§ **Task requirements**: Write each line exactly, from the line that holds "Target: man's hair" through the final line of the material, and no other line.

------------------------

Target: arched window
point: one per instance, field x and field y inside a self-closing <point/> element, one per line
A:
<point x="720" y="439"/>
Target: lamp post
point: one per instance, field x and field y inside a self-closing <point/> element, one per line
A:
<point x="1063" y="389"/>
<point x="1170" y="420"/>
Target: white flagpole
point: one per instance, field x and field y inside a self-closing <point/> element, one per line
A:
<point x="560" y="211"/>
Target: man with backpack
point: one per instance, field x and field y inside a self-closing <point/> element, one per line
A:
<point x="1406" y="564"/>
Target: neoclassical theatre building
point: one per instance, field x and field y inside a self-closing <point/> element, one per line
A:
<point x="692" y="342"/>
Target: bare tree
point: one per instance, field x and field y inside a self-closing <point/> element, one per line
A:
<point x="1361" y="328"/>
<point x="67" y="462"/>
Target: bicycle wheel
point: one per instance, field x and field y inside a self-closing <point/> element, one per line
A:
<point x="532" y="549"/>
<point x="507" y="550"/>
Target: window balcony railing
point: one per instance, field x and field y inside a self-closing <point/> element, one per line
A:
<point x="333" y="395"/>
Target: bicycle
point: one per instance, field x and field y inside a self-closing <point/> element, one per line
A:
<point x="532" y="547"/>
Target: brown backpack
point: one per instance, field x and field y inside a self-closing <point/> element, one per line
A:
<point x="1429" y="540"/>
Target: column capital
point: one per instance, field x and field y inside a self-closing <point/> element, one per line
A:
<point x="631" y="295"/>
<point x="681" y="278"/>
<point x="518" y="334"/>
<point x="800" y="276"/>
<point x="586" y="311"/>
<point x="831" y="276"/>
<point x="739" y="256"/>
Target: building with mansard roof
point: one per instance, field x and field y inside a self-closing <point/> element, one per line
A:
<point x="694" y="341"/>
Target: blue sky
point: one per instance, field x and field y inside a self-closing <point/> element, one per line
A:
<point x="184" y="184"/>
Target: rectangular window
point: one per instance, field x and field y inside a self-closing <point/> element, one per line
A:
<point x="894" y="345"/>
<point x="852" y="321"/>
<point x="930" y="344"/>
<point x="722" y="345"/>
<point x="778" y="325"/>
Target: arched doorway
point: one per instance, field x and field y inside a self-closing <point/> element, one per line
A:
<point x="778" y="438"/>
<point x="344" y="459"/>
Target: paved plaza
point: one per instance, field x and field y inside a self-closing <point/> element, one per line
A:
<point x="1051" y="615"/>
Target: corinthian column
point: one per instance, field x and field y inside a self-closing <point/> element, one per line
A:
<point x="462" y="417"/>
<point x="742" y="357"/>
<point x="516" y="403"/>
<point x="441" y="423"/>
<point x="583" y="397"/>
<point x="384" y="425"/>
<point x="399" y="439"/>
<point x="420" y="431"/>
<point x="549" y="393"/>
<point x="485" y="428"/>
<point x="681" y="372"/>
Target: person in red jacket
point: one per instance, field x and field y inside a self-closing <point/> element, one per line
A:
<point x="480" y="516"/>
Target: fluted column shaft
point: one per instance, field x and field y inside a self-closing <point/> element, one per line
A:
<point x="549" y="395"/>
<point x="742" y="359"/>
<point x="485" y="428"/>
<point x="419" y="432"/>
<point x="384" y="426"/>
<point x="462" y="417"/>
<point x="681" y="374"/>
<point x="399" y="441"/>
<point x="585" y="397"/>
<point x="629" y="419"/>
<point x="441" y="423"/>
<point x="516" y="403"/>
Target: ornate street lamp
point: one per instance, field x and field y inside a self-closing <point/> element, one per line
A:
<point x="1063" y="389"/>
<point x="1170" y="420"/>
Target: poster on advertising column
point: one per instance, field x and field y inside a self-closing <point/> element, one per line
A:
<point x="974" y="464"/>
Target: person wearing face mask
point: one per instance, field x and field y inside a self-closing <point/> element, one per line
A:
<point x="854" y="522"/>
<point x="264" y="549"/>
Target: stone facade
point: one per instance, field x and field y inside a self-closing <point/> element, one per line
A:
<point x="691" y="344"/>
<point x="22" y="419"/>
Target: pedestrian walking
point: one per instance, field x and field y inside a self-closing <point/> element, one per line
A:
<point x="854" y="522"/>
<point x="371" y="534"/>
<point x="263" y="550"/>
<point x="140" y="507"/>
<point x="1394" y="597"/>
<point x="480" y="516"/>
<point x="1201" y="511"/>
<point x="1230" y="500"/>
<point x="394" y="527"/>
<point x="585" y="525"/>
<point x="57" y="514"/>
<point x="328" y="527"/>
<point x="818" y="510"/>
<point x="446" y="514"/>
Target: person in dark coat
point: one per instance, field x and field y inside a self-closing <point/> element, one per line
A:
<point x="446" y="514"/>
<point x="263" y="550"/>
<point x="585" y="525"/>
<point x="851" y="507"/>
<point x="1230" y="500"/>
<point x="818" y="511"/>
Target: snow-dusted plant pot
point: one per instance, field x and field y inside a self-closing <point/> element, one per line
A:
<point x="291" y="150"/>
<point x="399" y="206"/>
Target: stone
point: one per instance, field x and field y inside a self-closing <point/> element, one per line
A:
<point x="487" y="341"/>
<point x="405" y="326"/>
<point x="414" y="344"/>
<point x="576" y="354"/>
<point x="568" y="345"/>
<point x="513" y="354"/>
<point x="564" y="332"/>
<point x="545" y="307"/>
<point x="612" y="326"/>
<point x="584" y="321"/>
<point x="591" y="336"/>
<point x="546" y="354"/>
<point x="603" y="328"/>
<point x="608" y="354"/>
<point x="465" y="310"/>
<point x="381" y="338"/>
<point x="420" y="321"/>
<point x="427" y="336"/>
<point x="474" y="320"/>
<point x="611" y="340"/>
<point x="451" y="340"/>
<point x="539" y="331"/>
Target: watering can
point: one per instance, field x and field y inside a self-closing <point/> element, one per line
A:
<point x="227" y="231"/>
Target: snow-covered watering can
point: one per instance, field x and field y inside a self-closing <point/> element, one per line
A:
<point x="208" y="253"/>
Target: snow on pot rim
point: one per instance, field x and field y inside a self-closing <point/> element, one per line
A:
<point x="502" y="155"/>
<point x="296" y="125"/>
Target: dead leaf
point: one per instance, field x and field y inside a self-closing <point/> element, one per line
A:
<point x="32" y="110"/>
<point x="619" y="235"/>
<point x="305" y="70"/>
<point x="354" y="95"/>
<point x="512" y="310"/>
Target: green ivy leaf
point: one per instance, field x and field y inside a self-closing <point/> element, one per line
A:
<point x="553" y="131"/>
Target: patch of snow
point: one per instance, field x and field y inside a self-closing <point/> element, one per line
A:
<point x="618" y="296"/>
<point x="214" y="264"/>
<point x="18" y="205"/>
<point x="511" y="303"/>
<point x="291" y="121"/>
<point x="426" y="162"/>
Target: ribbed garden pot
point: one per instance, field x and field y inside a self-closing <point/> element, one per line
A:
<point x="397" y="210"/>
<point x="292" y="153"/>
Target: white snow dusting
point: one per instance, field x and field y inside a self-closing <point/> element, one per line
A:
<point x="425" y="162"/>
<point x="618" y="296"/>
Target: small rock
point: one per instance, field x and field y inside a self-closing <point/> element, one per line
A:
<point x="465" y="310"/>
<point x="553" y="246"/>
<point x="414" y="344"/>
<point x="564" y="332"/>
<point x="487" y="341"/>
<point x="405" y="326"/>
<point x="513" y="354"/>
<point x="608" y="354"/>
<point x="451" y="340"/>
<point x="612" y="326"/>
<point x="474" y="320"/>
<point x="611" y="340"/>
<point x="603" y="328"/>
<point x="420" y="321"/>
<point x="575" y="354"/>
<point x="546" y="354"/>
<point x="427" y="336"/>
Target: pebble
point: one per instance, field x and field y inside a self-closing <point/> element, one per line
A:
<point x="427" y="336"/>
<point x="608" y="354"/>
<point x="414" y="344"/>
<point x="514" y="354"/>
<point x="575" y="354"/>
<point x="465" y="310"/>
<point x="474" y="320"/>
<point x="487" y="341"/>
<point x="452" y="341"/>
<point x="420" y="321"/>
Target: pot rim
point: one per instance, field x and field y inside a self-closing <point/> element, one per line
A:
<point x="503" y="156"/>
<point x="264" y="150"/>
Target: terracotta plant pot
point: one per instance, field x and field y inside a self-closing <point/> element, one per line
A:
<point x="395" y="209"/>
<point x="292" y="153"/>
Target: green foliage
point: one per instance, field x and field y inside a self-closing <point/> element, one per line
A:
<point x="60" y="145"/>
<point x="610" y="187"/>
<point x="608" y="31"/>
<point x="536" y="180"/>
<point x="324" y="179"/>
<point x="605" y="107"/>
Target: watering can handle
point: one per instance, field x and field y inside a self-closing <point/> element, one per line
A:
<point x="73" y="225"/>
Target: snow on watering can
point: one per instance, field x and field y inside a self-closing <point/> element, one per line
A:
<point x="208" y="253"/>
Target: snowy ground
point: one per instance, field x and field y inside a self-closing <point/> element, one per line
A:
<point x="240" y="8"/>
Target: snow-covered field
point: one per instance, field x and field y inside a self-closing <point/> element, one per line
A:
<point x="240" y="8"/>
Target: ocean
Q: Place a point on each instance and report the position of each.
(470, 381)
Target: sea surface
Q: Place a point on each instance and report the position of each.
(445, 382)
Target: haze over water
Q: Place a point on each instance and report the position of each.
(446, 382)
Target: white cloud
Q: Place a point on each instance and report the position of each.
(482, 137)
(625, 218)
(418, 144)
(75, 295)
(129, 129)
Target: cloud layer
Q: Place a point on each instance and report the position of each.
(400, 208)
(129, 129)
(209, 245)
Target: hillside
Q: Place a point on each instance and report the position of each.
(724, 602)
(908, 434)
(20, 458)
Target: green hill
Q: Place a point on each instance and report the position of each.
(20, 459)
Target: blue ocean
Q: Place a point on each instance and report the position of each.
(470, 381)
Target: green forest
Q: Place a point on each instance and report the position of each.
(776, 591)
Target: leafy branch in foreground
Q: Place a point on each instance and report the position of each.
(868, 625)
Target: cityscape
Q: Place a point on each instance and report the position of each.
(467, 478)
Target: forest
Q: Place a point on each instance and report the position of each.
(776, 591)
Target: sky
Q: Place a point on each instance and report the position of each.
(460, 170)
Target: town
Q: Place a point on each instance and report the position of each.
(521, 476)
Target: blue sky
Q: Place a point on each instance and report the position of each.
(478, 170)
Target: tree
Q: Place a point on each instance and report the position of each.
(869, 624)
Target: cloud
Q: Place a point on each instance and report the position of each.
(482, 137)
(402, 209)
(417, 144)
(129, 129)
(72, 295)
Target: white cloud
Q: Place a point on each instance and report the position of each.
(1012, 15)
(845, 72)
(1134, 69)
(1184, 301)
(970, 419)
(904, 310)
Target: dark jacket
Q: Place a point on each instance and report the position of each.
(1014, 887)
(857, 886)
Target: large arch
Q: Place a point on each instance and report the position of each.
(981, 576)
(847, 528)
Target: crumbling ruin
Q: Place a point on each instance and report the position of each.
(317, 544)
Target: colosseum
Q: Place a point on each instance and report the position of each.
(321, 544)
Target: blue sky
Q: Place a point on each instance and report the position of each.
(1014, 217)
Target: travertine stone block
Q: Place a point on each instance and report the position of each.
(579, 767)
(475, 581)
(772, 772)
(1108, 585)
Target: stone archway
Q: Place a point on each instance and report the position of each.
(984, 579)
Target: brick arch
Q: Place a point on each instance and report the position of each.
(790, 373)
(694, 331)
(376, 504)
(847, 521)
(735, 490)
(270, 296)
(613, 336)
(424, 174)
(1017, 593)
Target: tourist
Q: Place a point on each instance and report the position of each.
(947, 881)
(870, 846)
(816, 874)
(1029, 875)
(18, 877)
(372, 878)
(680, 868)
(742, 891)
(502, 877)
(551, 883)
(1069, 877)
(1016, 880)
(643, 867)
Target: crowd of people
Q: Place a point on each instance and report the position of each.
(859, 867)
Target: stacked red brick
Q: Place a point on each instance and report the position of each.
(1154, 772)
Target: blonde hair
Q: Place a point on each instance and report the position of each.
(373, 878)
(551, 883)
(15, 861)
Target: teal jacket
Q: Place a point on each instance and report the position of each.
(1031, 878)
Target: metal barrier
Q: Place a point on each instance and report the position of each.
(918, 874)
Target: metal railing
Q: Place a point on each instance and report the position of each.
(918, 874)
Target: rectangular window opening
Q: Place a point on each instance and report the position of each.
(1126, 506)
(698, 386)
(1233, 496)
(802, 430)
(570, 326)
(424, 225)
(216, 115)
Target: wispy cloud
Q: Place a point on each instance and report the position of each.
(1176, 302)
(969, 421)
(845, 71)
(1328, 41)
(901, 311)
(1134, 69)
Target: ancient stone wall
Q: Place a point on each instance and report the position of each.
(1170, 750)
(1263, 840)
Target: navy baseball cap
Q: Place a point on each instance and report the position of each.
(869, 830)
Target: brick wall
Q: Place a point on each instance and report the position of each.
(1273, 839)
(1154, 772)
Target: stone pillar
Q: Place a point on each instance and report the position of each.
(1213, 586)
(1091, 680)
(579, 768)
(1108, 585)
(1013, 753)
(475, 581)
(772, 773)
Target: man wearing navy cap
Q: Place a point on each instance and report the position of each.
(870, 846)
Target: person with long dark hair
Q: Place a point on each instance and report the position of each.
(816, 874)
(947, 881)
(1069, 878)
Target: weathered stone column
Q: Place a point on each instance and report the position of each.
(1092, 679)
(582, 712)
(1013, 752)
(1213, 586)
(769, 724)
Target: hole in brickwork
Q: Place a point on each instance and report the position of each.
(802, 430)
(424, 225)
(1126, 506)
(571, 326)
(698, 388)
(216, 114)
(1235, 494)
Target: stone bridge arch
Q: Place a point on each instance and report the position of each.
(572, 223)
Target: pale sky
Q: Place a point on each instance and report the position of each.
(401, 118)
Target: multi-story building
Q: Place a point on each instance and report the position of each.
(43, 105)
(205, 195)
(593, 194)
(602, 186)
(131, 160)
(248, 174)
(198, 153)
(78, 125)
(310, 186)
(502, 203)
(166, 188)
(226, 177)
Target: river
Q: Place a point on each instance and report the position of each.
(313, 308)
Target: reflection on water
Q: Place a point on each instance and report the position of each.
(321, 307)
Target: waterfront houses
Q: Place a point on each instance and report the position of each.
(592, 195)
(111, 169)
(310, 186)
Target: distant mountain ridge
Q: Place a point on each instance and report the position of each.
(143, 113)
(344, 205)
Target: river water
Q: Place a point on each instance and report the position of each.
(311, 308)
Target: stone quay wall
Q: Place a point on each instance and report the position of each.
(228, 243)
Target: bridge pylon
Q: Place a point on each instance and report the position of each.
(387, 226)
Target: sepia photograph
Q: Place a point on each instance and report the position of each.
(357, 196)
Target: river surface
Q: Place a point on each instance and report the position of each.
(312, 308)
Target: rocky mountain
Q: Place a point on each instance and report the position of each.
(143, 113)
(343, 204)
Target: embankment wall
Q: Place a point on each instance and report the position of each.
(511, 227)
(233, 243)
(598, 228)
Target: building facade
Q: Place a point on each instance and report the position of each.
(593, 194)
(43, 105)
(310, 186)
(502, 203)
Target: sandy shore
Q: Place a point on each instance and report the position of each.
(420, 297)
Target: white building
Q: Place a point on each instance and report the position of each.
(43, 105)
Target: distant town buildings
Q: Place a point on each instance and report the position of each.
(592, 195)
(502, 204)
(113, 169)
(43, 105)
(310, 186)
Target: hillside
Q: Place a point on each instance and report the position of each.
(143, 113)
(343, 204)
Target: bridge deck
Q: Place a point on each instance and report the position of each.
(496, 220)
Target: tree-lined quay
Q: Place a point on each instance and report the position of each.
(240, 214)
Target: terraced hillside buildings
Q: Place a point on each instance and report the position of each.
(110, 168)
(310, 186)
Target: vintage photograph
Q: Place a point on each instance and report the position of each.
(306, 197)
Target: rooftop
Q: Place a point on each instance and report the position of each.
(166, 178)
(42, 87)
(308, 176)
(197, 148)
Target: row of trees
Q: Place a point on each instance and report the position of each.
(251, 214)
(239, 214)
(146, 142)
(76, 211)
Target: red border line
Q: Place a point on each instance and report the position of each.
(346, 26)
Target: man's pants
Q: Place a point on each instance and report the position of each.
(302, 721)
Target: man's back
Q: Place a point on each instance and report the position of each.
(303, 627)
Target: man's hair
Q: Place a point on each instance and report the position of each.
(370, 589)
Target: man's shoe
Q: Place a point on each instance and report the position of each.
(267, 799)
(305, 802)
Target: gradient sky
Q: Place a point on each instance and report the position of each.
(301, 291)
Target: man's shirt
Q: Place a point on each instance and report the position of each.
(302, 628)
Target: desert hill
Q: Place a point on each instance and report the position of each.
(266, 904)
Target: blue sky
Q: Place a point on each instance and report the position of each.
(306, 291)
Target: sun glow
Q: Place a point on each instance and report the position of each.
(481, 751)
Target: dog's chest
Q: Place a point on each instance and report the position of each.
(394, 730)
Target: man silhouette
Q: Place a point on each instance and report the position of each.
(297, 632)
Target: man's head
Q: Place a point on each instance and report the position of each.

------------------------

§ **Reply**:
Target: man's hair
Q: Place a point on each instance and report the position of each.
(370, 589)
Target: man's shoe
Q: Place a point on each instance and report the position of each.
(267, 799)
(305, 802)
Target: gradient sky
Q: Place a point on each instance and report the position of each.
(301, 291)
Target: man's shirt
Q: Place a point on each instance and report the position of each.
(302, 628)
Target: desert hill
Q: Place a point on each instance and report the position of each.
(266, 904)
Target: blue sky
Q: Place a point on each instance and report the position of each.
(306, 291)
Target: sun glow
Q: Place a point on each instance and report the position of each.
(481, 751)
Target: dog's chest
Q: Place a point on each instance and report the position of each.
(394, 730)
Target: man silhouette
Q: Place a point on each instance and report the position of each.
(297, 632)
Target: man's head
Q: Place a point on each instance and report the position of each.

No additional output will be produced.